**TRECHO DO DOCUMENTO:**
Se um empreendedor rural opta pela produção e pela colheita de um determinado produto, trata-se de algo que se origina de uma escolha sua, sendo dela responsável, inclusive do ponto de vista trabalhista.

O que é inaceitável é que tal empreendedor venha a ser considerado, pela Justiça do Trabalho e pelo Ministério Público do Trabalho, como um mero intermediário, um eventual ludibriador da legislação trabalhista ou, até mesmo, um trabalhador assalariado velado. A livre escolha é um princípio da moderna sociedade.

            Fecha aspas para a Senadora Kátia Abreu.

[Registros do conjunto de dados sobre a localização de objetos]
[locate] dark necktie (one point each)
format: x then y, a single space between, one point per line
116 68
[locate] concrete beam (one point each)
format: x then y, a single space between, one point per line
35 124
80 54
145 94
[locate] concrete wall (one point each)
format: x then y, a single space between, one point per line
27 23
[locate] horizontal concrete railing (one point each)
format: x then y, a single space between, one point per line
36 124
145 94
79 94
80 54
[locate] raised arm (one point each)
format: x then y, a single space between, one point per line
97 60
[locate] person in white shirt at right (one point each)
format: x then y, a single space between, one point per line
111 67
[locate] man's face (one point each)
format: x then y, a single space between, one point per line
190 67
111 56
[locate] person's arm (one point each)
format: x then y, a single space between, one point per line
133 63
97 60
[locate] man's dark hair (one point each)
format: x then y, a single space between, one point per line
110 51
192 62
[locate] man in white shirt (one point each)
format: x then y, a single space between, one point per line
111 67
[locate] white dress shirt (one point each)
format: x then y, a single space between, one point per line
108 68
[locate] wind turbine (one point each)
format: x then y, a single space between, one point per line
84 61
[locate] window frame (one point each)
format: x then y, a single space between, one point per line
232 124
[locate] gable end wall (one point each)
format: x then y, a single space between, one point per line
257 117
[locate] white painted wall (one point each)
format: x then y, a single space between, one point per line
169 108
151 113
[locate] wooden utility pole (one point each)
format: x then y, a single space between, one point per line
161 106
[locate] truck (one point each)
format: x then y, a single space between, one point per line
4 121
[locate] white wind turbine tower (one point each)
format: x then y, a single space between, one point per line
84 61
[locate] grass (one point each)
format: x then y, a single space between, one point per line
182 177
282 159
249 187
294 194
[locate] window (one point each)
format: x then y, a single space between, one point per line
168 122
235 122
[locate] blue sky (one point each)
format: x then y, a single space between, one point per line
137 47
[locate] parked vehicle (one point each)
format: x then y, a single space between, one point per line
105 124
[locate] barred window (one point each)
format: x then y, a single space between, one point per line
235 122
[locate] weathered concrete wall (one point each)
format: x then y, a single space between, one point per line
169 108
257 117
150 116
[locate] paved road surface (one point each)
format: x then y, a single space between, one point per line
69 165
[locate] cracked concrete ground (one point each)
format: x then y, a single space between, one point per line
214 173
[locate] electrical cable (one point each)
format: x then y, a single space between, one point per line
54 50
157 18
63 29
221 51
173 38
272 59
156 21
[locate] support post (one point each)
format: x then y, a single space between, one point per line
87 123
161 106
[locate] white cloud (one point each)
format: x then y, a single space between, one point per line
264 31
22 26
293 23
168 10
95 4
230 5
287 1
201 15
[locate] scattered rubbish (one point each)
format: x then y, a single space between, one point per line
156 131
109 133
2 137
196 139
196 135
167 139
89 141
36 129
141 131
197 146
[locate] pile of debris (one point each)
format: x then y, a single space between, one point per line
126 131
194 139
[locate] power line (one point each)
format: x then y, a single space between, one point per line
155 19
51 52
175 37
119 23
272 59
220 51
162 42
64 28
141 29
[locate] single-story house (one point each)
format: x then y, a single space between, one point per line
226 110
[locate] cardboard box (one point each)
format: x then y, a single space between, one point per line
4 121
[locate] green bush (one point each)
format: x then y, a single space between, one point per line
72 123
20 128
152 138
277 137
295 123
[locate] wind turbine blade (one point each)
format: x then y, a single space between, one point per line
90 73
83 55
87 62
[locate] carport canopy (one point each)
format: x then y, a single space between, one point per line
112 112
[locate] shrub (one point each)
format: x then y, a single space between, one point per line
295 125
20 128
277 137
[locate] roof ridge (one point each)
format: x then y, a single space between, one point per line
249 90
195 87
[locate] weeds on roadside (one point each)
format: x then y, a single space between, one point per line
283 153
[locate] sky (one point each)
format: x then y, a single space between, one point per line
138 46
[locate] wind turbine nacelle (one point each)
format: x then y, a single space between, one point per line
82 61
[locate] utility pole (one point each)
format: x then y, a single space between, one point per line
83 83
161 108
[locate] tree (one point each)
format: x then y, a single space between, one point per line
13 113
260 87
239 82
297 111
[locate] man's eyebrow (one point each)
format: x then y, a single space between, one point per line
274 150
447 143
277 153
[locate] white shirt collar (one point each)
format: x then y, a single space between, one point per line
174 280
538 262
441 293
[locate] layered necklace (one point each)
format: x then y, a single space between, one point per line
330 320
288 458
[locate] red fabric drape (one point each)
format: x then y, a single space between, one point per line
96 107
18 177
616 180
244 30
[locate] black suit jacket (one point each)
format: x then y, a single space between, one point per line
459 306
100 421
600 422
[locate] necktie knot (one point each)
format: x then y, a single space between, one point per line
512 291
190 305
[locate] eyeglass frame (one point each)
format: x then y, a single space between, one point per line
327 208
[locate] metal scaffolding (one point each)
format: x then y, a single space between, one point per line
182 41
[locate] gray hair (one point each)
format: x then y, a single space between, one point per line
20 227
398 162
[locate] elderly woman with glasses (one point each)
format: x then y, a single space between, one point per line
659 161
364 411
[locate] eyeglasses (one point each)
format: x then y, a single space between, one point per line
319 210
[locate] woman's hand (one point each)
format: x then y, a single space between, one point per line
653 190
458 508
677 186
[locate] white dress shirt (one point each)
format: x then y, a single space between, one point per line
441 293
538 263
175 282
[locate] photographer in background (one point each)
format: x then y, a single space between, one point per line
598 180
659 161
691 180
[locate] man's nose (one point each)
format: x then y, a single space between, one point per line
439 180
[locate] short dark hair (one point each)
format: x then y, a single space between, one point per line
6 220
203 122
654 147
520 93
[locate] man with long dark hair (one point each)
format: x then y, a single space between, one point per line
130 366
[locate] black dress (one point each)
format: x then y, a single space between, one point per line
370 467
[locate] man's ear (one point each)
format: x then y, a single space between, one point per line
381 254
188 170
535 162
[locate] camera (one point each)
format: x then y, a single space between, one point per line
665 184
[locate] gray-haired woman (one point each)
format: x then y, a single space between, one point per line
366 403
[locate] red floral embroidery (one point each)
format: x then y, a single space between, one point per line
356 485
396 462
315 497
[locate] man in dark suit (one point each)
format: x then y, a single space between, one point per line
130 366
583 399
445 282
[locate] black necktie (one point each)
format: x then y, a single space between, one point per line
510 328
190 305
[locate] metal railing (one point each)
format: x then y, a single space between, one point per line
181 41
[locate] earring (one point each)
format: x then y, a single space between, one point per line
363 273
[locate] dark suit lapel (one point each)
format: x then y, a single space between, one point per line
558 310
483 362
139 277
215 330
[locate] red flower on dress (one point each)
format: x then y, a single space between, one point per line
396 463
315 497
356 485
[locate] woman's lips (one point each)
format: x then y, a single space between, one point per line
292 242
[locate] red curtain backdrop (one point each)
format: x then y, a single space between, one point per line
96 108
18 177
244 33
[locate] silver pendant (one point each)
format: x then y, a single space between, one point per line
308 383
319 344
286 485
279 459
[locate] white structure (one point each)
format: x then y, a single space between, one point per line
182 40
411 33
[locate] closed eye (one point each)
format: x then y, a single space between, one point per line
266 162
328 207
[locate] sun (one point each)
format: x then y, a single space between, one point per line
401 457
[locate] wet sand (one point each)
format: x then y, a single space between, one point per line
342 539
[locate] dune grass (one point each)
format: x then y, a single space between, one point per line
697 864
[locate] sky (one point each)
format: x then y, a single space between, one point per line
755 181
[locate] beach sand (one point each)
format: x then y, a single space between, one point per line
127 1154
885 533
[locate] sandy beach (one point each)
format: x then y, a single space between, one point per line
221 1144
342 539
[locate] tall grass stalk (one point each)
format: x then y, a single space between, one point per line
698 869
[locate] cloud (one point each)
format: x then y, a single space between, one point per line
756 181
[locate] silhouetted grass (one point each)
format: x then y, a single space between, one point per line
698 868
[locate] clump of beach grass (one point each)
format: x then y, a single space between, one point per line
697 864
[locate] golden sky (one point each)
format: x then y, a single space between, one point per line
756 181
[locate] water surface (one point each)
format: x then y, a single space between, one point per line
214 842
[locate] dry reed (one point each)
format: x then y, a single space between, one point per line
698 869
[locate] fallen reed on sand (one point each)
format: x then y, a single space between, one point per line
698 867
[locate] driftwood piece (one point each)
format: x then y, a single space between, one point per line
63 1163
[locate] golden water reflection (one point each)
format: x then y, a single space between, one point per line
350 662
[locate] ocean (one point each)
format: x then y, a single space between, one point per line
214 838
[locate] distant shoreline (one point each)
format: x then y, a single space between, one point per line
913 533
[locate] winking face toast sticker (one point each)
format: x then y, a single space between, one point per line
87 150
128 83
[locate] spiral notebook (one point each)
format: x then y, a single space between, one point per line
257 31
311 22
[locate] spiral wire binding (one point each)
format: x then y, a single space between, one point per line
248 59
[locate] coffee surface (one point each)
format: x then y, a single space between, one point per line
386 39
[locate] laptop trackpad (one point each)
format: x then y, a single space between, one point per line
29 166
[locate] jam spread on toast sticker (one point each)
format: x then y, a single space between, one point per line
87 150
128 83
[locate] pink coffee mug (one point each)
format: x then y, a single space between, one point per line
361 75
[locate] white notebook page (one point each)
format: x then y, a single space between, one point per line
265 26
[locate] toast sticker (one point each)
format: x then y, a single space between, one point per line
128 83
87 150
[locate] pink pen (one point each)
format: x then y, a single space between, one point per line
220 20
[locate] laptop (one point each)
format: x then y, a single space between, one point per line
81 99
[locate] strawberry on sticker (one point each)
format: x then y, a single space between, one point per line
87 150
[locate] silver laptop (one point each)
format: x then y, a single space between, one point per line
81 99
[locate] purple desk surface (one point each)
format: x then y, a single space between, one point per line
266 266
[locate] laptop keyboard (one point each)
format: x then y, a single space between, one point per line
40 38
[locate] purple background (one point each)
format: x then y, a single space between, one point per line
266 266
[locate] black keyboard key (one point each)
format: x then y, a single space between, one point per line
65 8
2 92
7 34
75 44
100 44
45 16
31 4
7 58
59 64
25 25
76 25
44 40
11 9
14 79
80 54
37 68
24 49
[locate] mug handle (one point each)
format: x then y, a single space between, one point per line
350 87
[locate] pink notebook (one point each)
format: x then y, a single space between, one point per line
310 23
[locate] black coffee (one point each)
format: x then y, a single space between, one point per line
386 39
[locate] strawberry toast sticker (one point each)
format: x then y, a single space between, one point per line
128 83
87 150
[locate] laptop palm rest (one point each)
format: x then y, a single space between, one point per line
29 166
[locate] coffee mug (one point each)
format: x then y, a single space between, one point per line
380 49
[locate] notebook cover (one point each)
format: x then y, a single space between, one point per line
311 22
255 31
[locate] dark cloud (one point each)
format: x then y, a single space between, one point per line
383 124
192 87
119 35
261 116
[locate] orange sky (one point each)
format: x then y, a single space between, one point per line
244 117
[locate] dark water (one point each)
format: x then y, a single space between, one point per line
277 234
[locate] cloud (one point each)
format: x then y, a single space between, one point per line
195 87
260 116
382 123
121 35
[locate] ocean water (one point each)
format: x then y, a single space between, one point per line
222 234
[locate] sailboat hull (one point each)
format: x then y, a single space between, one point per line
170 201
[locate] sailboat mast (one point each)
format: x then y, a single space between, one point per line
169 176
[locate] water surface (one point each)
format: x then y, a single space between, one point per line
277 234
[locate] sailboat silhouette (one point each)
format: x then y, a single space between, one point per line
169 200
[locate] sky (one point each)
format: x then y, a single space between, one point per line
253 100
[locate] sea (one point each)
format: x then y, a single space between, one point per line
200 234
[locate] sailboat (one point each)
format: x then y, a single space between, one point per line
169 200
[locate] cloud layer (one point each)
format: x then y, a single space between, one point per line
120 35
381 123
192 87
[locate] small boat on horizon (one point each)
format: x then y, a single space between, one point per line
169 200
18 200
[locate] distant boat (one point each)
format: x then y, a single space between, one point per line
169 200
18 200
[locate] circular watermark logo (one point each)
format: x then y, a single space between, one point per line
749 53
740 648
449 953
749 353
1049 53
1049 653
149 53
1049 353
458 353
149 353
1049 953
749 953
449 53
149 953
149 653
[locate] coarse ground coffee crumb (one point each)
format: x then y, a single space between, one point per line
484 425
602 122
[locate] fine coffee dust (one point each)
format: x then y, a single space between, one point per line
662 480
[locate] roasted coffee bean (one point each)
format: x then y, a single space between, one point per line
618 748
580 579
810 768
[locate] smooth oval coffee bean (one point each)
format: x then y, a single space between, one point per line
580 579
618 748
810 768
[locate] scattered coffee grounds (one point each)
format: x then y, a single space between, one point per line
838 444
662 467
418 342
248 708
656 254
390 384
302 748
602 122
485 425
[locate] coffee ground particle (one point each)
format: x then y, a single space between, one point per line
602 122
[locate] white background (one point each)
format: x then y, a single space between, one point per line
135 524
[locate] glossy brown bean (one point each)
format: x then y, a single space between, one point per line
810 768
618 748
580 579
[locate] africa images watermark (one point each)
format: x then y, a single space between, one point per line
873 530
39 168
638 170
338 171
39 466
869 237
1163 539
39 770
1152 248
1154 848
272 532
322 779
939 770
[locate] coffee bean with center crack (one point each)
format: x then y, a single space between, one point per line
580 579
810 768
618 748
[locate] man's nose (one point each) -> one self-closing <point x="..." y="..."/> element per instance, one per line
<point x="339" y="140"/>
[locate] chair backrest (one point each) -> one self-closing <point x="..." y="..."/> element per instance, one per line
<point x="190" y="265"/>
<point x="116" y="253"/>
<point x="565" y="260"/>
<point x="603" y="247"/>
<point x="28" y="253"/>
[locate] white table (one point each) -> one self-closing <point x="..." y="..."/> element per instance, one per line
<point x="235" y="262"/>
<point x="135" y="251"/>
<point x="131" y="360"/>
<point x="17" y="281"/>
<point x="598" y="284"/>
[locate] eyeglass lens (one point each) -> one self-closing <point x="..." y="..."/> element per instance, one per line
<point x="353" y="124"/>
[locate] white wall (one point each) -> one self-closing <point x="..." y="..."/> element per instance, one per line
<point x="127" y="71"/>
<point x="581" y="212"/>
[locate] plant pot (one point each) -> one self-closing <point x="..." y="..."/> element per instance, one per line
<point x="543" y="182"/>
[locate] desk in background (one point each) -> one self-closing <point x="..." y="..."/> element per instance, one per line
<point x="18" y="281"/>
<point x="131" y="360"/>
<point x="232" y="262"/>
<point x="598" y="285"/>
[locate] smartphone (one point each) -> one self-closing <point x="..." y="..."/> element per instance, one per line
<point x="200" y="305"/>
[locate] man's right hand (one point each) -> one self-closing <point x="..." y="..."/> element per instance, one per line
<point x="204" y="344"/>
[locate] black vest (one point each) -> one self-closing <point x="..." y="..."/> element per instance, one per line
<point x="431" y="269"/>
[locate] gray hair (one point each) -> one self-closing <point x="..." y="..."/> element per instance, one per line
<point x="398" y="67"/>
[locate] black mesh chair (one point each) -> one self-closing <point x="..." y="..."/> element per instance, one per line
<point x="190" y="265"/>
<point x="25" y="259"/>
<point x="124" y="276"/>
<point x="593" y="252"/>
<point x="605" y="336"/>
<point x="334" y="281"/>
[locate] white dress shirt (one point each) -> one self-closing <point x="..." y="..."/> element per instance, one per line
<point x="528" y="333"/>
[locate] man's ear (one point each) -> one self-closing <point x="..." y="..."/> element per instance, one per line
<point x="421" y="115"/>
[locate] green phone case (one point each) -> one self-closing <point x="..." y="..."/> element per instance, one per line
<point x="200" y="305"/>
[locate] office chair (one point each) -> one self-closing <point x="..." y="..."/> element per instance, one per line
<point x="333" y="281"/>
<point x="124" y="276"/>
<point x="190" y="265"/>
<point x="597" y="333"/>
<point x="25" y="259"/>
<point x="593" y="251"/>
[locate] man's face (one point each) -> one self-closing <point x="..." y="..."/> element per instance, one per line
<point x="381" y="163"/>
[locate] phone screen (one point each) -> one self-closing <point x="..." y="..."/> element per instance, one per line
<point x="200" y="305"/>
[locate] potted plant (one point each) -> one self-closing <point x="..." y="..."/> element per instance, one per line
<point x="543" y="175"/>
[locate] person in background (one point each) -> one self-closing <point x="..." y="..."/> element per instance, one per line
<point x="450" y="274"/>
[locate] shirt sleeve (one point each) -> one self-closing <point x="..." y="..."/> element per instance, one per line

**TAREFAS PROPOSTAS:**
A – Que princípio da moderna sociedade é citado no trecho sobre o empreendedor rural?
B – Retome o trecho sobre o empreendedor rural e dê continuidade ao texto a partir da última frase.

**RESPOSTAS DO EXERCÍCIO:**
A – A livre escolha.

B –
            Contrapondo-se a esses argumentos e defendendo os interesses dos pequenos agricultores, o presidente da Associtrus - Associação Brasileira de Citricultores, Dr, Flávio Viegas, enviou-me a seguinte mensagem eletrônica, em 14 de abril:

            Abro aspas aqui para o Sr. Flávio Viegas:

A análise formulada pela Senadora Katia Abreu requer uma reflexão mais profunda do que é por ela exteriorizada, pois não se circunscreve aos critérios para a definição acerca da legalidade ou ilegalidade da terceirização (decisão, aliás, adstrita aos órgãos competentes como o Ministério Público do Trabalho e a Justiça Trabalhista), mas finca raízes em uma gama de medidas adotadas pela indústria para engrossar as linhas do cartel que costuraram há anos e que, por via oblíqua, atingiu em cheio os produtores e os trabalhadores do setor.

Explica-se: [diz o Sr. Flávio Viegas] As indústrias de suco de laranja historicamente fizeram a colheita da laranja.

As indústrias [de suco de laranja], que vinham sendo julgados no CADE por formação de cartel, assinaram em outubro de 1994 um TCC - Termo de Compromisso de Cessação, comprometendo-se a interromper as práticas que vinham adotando, suspendendo com isso o processo.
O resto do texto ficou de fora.